→ **Exercise**: Reproduce word for word every line in the entries below, from the line containing "Note: we are tagging the fort" down to the line containing "[(160, 85)]", with both of those lines included.

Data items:
□ □ □ □ □ □ □

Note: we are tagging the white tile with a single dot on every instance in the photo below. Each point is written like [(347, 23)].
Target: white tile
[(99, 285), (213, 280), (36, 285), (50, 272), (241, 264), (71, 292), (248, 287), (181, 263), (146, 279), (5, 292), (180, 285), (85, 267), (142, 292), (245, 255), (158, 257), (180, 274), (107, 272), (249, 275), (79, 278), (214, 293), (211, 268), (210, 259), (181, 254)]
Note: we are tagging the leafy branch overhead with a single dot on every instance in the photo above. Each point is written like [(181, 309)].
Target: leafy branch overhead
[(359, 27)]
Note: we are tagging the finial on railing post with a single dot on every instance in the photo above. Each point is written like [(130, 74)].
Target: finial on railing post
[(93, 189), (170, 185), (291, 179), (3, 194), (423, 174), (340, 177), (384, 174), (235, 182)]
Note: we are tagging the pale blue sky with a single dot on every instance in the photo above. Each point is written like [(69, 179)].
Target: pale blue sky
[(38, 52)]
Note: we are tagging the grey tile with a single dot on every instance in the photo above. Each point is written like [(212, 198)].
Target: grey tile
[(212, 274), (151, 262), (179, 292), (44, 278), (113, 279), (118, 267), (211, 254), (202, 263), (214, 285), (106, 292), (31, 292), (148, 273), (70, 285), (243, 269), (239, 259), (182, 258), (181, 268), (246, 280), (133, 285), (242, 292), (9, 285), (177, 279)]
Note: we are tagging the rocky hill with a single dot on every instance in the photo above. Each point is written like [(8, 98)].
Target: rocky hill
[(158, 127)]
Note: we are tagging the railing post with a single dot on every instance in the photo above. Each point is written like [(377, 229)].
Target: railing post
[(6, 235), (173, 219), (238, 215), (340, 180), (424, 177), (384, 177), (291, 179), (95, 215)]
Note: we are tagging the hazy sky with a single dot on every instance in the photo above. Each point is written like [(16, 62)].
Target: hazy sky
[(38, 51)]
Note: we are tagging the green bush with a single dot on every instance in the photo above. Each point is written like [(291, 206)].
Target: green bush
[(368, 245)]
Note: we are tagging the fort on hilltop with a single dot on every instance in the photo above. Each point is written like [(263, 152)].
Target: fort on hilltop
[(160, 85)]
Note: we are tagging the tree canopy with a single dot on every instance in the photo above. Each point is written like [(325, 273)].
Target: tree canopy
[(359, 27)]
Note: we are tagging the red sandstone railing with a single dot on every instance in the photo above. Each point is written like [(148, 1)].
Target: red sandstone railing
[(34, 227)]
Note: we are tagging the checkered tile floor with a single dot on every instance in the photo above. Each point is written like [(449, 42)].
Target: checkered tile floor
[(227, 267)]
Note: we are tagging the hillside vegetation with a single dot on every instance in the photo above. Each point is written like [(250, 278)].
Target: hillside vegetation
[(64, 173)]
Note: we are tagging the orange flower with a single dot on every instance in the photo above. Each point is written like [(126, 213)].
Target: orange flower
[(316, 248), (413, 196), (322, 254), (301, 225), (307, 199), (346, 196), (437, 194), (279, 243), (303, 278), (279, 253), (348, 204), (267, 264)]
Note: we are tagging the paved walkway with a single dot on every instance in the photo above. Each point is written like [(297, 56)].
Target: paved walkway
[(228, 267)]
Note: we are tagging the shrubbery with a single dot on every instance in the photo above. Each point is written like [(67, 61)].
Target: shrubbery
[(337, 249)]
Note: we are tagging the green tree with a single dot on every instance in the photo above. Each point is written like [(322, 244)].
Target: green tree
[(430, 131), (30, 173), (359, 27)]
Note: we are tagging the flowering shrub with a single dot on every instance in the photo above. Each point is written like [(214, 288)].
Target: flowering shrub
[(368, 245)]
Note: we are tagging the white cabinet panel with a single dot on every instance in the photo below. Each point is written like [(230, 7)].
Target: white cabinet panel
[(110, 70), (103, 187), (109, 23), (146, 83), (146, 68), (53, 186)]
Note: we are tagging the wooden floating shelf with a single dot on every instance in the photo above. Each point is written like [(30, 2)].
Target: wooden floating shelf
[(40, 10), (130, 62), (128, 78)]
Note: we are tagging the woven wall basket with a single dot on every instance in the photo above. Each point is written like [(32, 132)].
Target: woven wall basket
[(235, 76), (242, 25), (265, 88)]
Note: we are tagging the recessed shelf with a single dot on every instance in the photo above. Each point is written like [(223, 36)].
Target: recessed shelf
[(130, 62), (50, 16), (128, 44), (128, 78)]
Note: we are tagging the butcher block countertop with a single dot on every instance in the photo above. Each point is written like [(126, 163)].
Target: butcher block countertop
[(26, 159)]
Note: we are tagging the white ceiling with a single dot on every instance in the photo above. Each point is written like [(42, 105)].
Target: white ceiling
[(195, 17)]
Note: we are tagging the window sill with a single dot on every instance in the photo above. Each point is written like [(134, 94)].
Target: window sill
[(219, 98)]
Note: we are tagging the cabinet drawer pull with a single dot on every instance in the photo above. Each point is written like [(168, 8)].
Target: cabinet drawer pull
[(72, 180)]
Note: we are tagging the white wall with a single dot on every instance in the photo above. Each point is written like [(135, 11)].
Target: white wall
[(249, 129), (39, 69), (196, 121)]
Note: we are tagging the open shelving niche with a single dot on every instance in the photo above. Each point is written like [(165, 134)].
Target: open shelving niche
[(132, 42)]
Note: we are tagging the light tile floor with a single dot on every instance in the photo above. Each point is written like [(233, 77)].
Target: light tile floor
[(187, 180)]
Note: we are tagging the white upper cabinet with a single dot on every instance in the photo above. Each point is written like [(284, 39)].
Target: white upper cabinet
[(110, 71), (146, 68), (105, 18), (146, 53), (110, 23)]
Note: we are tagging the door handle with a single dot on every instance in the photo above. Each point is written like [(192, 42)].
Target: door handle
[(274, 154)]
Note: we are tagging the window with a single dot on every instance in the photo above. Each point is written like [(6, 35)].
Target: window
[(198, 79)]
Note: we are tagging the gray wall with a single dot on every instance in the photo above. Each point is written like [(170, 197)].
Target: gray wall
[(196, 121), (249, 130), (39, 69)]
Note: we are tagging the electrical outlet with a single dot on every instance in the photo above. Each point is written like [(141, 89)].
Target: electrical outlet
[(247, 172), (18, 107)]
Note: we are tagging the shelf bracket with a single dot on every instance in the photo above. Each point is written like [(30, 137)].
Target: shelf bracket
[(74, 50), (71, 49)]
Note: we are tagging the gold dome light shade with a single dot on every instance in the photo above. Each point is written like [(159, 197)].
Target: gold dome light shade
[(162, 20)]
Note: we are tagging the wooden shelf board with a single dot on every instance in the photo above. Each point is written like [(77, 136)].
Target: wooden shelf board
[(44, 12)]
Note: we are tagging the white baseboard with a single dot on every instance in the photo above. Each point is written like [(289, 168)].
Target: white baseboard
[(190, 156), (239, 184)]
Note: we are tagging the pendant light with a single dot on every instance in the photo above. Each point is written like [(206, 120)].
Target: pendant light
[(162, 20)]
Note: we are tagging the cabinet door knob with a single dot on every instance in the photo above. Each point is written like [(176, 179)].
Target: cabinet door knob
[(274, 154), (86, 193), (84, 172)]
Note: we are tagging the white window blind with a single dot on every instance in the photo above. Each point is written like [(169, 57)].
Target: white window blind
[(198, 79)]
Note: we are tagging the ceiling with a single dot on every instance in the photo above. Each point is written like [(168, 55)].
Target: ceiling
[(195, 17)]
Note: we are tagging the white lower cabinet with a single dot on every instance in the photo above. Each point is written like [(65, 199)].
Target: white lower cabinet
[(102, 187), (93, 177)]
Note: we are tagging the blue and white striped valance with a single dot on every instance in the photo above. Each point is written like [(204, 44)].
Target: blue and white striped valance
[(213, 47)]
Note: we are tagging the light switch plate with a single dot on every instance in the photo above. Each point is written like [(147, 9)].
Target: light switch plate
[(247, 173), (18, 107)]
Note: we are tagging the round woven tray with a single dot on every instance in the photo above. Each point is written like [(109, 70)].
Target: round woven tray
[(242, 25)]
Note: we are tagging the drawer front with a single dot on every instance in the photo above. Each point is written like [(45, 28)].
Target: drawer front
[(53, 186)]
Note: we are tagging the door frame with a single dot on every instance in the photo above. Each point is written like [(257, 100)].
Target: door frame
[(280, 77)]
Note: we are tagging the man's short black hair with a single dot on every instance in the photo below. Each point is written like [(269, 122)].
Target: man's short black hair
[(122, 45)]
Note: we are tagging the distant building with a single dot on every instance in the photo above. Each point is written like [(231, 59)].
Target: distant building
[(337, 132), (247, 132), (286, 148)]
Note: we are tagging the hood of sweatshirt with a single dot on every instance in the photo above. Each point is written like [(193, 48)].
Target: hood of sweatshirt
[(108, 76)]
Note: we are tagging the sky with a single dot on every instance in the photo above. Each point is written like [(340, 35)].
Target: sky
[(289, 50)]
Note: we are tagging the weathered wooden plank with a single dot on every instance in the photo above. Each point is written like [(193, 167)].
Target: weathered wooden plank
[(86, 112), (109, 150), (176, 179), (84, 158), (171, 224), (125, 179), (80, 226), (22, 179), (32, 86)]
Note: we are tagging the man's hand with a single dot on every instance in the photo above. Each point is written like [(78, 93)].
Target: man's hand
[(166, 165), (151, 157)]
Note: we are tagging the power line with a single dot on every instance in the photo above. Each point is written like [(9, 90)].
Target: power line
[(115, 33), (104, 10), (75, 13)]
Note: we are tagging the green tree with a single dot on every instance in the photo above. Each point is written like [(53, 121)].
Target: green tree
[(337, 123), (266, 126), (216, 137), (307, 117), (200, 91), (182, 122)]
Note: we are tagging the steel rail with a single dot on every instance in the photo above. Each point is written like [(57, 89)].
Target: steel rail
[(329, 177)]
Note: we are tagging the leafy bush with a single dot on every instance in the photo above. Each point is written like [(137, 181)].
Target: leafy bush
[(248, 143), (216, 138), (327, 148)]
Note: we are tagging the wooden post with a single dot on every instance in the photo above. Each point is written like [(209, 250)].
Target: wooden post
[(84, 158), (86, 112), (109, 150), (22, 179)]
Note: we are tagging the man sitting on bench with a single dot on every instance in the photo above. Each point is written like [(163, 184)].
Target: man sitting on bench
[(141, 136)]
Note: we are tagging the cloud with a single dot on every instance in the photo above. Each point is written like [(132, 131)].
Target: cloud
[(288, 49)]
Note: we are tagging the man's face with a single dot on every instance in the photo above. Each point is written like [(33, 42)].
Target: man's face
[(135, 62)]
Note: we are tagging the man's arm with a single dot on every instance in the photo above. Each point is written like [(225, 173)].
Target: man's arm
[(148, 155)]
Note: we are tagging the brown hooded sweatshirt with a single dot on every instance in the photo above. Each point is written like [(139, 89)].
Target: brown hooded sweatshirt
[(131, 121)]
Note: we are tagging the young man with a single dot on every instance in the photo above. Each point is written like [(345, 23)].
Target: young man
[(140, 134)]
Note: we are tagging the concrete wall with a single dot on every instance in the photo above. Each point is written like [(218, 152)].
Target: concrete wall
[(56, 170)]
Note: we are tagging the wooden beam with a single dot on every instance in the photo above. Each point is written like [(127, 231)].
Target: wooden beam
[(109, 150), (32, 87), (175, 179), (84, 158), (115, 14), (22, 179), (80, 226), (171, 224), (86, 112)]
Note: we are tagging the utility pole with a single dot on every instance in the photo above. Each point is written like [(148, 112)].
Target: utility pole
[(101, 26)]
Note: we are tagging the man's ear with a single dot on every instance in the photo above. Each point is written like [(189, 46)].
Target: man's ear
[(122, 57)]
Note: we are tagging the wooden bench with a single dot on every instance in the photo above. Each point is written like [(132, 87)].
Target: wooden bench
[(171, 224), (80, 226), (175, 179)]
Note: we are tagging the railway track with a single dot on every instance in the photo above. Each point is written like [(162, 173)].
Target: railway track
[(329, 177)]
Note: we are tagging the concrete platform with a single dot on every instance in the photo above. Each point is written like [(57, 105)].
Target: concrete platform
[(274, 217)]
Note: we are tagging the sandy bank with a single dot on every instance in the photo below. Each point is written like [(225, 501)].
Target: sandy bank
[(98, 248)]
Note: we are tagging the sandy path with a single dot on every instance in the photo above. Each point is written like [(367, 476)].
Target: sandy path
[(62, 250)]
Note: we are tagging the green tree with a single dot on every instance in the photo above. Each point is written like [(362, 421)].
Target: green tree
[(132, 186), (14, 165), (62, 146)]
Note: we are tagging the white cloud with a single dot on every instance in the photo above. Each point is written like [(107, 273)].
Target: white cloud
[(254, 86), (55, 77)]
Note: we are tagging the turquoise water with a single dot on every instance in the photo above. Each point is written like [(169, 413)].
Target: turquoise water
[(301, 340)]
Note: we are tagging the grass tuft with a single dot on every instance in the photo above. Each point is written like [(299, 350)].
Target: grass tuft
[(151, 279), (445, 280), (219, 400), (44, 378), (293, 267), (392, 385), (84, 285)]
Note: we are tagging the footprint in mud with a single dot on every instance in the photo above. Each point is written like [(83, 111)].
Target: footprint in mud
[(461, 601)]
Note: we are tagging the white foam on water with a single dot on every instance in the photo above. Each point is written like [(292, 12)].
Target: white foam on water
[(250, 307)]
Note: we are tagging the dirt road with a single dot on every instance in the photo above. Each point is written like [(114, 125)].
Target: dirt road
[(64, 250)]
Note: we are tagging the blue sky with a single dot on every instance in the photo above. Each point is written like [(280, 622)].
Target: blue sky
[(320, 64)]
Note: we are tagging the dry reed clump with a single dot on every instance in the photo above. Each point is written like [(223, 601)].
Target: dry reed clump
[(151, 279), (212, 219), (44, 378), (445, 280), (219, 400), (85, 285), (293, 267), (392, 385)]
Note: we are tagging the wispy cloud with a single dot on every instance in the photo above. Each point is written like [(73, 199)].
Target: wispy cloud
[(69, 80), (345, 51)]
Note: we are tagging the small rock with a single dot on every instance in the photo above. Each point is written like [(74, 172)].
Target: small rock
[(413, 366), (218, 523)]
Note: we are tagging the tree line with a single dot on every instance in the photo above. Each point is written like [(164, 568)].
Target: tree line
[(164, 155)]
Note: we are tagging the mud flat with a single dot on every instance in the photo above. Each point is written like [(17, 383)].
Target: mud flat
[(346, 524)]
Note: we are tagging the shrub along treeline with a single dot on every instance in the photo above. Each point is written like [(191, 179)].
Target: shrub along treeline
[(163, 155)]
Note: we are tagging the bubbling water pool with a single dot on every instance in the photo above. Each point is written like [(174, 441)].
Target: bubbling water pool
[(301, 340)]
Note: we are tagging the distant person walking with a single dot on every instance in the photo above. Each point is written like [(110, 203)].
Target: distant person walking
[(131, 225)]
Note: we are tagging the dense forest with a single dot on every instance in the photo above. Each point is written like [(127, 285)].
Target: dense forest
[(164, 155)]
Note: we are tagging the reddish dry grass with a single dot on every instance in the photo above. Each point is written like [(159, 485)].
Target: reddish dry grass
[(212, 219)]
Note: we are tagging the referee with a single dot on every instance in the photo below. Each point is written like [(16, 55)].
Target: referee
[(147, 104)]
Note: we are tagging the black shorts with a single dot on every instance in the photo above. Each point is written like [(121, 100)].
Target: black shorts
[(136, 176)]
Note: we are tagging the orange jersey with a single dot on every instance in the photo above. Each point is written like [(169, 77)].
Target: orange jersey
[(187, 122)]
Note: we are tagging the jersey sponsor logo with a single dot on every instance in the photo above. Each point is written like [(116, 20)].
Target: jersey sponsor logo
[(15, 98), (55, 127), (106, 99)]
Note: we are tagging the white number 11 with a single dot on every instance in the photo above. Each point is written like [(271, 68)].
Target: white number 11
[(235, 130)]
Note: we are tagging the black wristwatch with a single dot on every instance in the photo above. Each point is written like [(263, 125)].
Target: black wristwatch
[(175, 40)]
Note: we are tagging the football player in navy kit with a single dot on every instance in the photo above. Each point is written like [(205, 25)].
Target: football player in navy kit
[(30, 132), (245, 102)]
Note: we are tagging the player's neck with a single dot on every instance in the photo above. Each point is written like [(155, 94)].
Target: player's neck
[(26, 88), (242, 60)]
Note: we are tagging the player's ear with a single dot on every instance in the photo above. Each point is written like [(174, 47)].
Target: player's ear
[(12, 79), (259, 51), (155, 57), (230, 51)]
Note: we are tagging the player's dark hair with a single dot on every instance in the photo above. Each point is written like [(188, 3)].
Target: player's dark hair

□ □ □ □ □ □ □

→ **Exercise response**:
Note: we are tagging the fort on hilltop with a single dot on every instance in the photo above. Each point is written like [(263, 152)].
Target: fort on hilltop
[(160, 85)]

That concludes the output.